◆ **Supplied information**:

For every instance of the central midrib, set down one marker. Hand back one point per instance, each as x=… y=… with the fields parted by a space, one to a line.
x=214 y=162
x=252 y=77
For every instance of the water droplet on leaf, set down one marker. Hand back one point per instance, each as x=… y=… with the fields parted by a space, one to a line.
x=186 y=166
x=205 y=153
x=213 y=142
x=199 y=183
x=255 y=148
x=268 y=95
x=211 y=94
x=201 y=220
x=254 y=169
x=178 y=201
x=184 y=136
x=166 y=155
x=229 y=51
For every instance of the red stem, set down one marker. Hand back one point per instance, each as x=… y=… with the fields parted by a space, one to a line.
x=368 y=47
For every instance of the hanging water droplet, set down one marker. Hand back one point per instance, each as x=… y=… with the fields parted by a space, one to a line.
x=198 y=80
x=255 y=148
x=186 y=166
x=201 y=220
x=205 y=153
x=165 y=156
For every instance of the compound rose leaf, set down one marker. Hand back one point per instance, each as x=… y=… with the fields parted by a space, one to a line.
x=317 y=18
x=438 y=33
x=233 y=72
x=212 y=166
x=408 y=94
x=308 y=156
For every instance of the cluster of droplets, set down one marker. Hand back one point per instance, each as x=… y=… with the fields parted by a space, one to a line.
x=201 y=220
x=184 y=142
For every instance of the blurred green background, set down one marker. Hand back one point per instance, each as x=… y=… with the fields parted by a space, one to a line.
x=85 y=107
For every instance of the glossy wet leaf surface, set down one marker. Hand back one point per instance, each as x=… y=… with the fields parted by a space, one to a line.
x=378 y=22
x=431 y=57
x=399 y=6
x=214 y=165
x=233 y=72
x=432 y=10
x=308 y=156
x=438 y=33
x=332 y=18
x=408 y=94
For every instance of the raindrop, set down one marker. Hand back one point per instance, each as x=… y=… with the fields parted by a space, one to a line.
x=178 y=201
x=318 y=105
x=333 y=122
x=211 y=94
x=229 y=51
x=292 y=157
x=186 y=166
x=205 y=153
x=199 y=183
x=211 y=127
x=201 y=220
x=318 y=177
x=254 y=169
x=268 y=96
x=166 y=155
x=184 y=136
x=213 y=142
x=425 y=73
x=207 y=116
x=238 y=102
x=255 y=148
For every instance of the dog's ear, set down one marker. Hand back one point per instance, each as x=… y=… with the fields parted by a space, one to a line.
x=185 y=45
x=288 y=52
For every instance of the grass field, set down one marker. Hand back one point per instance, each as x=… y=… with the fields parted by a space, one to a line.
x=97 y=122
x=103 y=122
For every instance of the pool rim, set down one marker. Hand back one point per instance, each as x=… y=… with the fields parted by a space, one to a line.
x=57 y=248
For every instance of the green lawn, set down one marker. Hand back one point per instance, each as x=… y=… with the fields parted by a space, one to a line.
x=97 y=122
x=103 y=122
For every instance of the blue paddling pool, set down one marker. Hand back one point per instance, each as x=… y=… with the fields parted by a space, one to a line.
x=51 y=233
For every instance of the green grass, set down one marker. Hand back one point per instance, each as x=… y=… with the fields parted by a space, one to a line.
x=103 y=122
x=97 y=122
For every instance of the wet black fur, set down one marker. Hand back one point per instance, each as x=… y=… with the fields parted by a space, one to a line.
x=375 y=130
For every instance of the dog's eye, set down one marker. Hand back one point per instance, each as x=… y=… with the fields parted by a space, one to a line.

--

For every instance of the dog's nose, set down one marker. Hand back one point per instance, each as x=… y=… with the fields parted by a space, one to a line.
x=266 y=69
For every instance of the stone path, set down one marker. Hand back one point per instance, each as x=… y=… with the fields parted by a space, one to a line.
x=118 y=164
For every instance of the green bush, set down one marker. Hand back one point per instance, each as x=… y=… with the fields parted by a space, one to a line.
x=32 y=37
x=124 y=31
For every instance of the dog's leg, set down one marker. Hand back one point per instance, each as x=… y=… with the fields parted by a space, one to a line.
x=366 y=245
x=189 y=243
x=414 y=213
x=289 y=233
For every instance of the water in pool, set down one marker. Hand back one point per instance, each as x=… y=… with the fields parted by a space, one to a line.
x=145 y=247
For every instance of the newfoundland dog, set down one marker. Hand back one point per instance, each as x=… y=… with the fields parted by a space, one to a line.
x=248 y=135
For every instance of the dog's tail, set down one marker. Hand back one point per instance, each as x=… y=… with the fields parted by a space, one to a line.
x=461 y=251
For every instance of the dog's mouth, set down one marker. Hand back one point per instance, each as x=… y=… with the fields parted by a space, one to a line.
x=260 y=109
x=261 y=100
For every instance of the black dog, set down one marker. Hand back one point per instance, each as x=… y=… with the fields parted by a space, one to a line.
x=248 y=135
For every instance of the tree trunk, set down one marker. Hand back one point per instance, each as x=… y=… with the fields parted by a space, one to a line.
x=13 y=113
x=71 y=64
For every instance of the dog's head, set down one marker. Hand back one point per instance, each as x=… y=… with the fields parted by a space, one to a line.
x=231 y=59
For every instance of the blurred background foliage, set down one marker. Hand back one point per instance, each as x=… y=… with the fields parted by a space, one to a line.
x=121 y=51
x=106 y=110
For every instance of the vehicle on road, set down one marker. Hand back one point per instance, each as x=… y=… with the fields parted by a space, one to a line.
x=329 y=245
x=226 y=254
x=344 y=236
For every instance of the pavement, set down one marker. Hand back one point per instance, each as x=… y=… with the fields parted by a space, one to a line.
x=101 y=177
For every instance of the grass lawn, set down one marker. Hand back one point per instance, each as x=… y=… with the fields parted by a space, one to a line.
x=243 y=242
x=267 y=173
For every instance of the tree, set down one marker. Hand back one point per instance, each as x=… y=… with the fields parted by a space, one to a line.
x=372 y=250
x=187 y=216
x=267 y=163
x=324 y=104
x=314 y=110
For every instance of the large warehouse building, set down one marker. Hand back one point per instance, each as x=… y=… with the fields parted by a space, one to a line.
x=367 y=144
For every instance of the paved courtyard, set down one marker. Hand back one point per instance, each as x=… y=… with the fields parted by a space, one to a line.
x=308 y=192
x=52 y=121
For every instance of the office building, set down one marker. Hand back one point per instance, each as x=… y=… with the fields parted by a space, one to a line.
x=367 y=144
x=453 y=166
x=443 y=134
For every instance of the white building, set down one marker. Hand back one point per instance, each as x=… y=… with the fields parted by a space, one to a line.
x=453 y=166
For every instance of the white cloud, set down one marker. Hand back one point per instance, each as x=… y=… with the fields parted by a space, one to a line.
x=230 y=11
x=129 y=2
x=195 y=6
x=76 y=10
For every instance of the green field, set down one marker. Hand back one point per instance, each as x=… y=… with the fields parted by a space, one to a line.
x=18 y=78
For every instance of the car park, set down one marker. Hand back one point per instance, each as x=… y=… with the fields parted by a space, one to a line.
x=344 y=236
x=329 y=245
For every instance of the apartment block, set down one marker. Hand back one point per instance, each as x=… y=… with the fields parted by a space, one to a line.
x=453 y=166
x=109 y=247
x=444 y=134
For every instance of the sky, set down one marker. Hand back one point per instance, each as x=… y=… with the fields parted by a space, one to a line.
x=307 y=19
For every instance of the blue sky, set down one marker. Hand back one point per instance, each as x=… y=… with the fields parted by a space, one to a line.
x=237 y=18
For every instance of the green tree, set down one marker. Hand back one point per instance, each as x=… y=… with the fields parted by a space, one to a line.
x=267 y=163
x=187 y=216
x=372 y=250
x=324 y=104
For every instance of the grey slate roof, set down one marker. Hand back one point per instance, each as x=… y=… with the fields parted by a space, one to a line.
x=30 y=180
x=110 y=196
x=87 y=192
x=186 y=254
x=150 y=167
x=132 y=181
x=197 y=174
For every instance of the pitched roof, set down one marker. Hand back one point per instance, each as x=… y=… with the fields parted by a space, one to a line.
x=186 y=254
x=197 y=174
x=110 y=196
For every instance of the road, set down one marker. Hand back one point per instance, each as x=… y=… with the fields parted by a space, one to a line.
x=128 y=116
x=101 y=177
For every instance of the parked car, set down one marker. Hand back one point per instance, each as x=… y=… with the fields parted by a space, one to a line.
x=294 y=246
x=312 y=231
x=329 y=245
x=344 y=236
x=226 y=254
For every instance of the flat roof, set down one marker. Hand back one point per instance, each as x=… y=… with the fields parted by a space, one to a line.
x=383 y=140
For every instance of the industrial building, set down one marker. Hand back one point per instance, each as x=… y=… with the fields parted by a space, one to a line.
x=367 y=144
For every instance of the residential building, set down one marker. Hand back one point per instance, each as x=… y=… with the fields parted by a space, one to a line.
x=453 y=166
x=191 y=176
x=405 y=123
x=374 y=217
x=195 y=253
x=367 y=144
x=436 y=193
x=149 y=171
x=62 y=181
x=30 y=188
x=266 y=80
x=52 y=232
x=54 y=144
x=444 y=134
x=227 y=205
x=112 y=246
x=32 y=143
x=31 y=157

◆ **Work instructions**:
Scale up the material starting with the line that contains "For every instance of the green lawn, set" and going on through the line that contains "For every instance of the dog's eye, set". Write out each of those lines again, requests unchanged, with every x and y coordinate in the answers multiplied by 2.6 and rounded to whole numbers (halves round up), and give back only those lines.

◆ **Response to this exercise**:
For every instance of the green lawn, set down one marker. Hand back one point per instance, each as x=… y=… with the fields parted by a space, one to a line.
x=252 y=317
x=268 y=317
For every instance of the blue paddling pool, set down one marker. Hand back one point per instance, each as x=… y=… with the fields parted by a space, one to a line.
x=133 y=606
For every instance of the green grass, set down one marker. Hand back one point per instance, each as x=… y=… with the fields parted by a space, one to a line.
x=268 y=317
x=252 y=317
For every instance of the wet black fur, set down one marker. Hand back one point per instance, each as x=… y=… with the fields parted by a space, one to a line.
x=975 y=338
For every instance of the dog's eye, set down one marker. Hand back one point per instance, each as x=… y=… with the fields parted by a space, one to a line.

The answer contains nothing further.